作業内容 >>
**A.** 右脳と左脳の記事によると、Jillさんが脳梗塞に見舞われたのは何歳くらいの頃か。
**B.** 次の(i)〜(iii)が右脳と左脳の記事の内容と合致するか判定せよ。各項目について「はい」か「いいえ」で答え、判断の根拠となる本文の語句をそのまま引用すること。
(i) Jillさんは脳神経解剖学者である。
(ii) 筆者は以前、このTEDプレゼンをFacebookで紹介した。
(iii) この記事は、暑い夏の夜にひんやりしたい読者に向けたものである。
**C.** 右脳と左脳の記事の最後の文に続く部分を書け。
*** 文書抜粋 ***
MISC (その他)

右脳と左脳のあいだで彷徨う私たちと友人の臨死体験

あいかわらず日本でも暑い夏の夜が続いているようなので、ここでまた暑い夏の夜にすこしひんやりしたい読者の方向けの記事を投稿してみます。

(他の『ひんやりしたい人向け』系の記事は↓をご参考下さい)

dyatlov pass incident 2
ディアトロフ峠事件: ロシア当局の発表【英語で調べよう! 企画】皆さんは「ディアトロフ峠の怪奇事件」という言葉を聞いたことがおありでしょうか。 もしくは 「死に山 - 世界一不気味な遭難事...

 

素晴らしき右脳の世界、しかし…

さて以前TwitterでこのTEDプレゼンを紹介したことがありました。

 

https://www.ted.com/talks/jill_bolte_taylor_my_stroke_of_insight

TED Presentation “My stroke of insight” by Jill Bolte Taylor

脳神経解剖学者であるJillさんご本人が37歳くらいの頃に脳梗塞に見舞われた時の驚くべき体験を話してくれており、TED視聴者界隈ではかなり有名なプレゼンですね。
*** 保存済みリスト ***
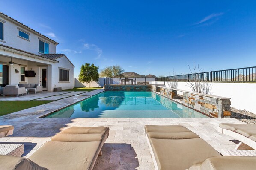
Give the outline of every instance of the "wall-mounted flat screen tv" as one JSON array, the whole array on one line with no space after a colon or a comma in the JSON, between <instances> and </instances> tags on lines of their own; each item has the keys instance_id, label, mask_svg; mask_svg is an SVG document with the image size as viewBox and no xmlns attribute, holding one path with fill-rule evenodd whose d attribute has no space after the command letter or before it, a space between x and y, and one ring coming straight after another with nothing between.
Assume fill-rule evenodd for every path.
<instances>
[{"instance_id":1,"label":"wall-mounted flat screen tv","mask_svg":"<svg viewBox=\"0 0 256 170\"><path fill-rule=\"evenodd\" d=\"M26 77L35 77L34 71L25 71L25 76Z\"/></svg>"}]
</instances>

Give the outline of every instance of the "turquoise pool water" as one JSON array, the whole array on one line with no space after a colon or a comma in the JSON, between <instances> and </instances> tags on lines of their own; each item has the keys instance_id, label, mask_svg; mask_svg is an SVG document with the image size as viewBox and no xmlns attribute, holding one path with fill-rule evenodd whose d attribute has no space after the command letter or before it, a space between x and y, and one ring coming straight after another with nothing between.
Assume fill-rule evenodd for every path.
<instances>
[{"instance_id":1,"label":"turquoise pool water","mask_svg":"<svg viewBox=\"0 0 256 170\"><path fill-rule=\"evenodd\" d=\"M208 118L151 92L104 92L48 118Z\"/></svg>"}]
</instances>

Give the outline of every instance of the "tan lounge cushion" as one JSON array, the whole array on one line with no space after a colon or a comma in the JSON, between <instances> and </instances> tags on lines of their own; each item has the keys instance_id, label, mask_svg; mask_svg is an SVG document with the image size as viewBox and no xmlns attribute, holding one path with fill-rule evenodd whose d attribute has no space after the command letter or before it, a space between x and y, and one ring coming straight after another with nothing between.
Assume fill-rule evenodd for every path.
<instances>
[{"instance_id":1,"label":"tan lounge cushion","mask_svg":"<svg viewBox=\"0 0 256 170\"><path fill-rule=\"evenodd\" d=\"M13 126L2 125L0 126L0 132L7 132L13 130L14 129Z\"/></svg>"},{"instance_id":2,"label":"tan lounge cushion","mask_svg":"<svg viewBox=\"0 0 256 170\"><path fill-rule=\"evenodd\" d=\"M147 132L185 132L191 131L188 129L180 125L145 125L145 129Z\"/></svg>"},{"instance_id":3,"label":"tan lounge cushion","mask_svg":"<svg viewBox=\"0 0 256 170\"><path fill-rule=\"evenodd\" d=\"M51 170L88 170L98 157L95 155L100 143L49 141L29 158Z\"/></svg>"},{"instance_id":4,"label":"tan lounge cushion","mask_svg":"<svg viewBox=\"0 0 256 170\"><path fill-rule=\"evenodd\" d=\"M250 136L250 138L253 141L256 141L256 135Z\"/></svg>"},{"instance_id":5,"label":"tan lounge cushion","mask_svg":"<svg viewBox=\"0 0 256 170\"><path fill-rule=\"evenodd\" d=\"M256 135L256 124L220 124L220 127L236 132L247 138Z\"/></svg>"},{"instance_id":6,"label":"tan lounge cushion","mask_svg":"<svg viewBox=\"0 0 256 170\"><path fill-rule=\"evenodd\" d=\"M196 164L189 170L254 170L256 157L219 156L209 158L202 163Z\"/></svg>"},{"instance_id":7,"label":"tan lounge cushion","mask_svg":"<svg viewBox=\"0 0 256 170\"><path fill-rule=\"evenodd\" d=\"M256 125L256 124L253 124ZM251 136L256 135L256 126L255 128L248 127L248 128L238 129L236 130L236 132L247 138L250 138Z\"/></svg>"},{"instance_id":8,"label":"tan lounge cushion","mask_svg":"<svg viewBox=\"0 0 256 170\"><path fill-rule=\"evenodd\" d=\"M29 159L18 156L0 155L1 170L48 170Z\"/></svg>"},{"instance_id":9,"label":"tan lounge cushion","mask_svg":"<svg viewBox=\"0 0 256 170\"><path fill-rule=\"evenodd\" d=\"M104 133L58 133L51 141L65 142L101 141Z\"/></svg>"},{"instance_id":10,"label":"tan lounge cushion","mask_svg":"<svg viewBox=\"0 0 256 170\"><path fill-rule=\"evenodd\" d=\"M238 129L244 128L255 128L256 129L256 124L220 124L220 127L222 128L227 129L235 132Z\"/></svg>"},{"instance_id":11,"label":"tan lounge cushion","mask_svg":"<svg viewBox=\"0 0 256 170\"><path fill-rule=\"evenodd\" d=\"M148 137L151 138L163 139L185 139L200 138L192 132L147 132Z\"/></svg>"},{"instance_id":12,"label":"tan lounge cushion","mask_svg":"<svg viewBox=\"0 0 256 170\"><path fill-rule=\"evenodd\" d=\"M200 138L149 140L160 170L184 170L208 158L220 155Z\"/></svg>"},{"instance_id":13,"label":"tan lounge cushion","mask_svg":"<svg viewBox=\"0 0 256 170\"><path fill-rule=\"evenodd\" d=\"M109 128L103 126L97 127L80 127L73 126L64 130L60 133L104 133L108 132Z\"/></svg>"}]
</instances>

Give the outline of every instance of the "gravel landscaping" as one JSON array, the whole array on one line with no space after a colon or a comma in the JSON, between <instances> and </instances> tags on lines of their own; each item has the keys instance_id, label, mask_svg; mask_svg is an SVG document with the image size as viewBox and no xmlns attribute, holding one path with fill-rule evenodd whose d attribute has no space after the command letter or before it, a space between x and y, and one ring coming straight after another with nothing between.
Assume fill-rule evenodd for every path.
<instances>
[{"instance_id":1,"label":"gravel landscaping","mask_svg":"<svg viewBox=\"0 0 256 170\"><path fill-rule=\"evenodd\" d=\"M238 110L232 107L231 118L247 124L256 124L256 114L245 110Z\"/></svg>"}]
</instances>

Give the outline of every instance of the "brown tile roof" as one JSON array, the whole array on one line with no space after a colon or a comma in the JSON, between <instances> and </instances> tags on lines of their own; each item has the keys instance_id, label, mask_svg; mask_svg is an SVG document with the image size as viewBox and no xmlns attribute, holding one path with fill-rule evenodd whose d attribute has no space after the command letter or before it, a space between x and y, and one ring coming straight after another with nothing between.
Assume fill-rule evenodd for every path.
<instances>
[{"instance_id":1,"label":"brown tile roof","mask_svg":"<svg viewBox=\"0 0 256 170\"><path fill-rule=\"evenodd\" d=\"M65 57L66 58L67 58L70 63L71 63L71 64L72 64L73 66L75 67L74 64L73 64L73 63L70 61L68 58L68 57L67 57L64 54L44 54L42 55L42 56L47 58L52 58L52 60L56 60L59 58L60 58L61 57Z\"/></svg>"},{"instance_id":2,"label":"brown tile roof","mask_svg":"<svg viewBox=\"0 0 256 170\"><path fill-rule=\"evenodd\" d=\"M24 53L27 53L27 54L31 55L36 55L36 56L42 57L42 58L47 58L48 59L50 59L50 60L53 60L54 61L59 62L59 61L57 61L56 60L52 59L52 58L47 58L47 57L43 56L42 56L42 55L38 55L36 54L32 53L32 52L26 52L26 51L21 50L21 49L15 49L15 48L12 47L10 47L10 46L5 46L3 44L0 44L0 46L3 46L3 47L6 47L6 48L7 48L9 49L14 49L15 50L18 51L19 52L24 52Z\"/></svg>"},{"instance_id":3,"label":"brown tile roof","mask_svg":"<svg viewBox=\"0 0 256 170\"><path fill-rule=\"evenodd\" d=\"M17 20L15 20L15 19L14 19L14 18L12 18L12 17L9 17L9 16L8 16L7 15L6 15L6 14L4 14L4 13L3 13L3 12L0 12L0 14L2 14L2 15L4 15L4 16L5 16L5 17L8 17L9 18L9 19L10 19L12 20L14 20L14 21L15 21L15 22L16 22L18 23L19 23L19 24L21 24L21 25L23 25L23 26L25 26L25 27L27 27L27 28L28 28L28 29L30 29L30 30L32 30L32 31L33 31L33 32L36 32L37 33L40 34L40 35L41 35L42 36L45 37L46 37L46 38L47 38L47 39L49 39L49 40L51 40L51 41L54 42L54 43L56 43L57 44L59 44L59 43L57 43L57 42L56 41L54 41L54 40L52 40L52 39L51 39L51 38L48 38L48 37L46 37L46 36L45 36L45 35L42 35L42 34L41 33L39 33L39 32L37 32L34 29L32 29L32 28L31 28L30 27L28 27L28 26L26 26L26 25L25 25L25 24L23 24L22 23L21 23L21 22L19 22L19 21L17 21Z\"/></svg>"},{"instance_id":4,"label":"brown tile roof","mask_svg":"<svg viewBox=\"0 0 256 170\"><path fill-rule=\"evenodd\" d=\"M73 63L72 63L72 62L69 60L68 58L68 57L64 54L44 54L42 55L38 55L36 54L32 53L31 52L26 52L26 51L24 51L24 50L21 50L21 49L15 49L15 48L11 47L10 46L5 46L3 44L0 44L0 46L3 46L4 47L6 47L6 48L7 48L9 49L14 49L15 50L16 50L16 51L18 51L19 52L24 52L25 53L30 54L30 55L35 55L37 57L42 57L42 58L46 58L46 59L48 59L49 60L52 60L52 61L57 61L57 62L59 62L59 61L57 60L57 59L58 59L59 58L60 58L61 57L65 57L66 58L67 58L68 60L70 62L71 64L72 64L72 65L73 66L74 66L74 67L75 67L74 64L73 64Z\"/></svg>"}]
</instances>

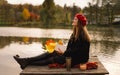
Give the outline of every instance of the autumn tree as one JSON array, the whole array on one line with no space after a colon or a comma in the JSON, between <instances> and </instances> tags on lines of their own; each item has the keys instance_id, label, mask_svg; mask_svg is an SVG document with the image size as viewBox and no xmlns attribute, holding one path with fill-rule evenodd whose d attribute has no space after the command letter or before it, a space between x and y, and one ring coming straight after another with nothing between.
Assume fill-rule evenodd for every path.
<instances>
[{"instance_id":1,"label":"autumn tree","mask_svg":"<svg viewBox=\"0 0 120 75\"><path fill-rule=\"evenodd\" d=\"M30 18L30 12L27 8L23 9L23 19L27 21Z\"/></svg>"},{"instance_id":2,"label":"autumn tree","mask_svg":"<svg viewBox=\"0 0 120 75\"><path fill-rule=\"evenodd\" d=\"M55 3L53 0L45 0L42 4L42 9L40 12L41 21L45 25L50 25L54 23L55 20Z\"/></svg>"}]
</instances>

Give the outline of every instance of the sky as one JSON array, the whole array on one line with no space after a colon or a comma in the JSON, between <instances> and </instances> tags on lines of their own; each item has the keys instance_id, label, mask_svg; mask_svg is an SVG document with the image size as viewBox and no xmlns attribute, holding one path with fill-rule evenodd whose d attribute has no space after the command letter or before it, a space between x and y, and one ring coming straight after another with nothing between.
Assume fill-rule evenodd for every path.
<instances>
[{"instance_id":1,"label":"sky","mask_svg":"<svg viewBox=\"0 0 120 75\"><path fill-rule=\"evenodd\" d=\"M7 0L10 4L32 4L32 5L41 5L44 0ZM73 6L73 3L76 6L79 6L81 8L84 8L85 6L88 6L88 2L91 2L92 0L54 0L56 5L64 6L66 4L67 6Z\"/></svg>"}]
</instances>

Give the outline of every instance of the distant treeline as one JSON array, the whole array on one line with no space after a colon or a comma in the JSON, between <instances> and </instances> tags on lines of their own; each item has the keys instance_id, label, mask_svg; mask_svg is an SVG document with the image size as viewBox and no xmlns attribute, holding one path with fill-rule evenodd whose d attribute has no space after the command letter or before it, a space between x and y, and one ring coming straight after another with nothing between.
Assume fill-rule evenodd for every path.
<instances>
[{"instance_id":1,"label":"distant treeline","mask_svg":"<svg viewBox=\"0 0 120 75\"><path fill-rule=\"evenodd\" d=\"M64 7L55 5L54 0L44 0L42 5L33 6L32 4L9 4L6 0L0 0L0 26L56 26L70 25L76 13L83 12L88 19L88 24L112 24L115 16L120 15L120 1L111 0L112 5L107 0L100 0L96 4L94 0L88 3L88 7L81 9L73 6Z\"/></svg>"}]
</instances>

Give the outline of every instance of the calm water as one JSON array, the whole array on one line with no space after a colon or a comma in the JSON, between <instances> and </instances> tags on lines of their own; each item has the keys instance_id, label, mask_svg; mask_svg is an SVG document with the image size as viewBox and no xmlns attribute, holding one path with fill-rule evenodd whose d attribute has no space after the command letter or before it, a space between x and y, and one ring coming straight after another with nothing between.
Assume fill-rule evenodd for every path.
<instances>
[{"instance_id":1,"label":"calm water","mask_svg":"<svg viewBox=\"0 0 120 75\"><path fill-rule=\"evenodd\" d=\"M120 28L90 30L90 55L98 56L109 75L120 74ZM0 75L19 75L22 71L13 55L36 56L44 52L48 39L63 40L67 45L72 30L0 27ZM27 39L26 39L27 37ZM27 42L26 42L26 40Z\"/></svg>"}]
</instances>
***
*** 保存済みリスト ***
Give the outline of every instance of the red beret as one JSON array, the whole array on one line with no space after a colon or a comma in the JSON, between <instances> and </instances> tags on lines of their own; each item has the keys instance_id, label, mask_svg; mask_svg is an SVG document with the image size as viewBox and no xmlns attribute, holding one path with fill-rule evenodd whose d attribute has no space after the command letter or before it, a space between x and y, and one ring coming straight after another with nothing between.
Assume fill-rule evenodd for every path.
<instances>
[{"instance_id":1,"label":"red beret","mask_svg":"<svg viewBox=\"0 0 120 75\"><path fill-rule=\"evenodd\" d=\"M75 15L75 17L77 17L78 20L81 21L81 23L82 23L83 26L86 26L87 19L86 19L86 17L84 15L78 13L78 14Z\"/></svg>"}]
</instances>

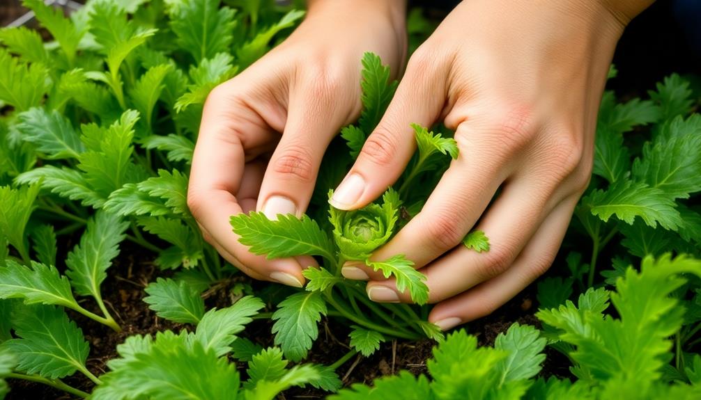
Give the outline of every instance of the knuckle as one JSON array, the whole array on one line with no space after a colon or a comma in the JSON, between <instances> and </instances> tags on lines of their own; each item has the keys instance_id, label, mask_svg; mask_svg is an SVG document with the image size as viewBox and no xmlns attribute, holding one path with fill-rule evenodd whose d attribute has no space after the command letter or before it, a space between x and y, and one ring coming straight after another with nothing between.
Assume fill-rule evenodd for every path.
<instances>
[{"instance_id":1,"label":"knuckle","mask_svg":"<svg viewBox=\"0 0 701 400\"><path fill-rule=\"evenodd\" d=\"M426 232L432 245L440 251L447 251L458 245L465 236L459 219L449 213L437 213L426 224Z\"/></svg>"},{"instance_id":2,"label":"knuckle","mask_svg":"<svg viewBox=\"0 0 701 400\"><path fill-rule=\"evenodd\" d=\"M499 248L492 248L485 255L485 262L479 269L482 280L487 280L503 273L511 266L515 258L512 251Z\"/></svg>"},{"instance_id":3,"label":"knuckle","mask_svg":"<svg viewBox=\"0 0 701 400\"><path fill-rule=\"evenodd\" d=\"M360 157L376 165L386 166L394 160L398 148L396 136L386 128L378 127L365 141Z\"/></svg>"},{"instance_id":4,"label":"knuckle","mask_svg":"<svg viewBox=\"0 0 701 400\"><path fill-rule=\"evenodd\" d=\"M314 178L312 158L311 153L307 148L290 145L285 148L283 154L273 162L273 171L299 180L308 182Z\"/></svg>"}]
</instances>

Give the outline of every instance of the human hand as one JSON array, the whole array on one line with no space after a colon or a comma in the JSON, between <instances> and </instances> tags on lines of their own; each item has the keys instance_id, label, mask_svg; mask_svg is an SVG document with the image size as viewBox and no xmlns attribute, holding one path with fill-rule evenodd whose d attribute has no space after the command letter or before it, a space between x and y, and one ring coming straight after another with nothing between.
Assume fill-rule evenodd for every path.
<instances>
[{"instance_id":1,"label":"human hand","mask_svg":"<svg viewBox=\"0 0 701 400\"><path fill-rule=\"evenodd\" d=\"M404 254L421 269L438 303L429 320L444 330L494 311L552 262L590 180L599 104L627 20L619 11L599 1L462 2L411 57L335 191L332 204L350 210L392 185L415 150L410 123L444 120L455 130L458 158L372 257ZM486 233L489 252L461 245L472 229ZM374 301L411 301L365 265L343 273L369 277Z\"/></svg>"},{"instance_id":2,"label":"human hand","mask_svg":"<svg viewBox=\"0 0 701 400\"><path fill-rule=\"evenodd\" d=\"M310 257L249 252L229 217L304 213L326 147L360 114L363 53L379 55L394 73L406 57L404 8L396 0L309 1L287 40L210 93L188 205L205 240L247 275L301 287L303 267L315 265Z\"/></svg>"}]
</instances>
***
出力結果 >>
**A.** 37歳くらいの頃です。

**B.**
(i) はい。「脳神経解剖学者であるJillさん」
(ii) いいえ。「以前TwitterでこのTEDプレゼンを紹介したことがありました」
(iii) はい。「暑い夏の夜にすこしひんやりしたい読者の方向けの記事」

**C.**
このプレゼン中の08:45あたりでJillさんが言っていることが下の内容になります:

…and because I could no longer identify the boundaries of my body, I felt enormous and expansive…

…そしてもはや自分の肉体と外界を隔てる境目が分からなくなっているせいか、自分がものすごく大きく、はてしなく広がっていくのを感じていました…

*当記事中の和訳はすべて管理人による

これじつは瞑想してる最中に私も経験したことがあります。

意識がどこまでも広がっていく「途方もない爽快な感覚」。

まさにI feel enormous and expansive と言うべき感覚が、果てしなくどんどん広がってゆく。

 

…しかし!!

 

自分の場合、あるレベルまで来た時点でいきなり↓の警告音のようなものがバン!!と全身に響き渡りました

おいこれヤバくね?! このままでは自分は人の形を保っていることができなくなるのでは⁈

(これは実際には「音」でも「言語」などでもない「警戒感・恐怖感」でした)

この時点で爽快な気分に浸り始めてから、けっこうな時間が経っていたように感覚的には感じていました*

そんな爽快感・解放感に満ち溢れた場面で突如、「これは危ない! ヤバい!」の警告です。

一瞬でなんともいえぬほどの恐怖を感じ、現実世界へ意識を急いで引き戻しました。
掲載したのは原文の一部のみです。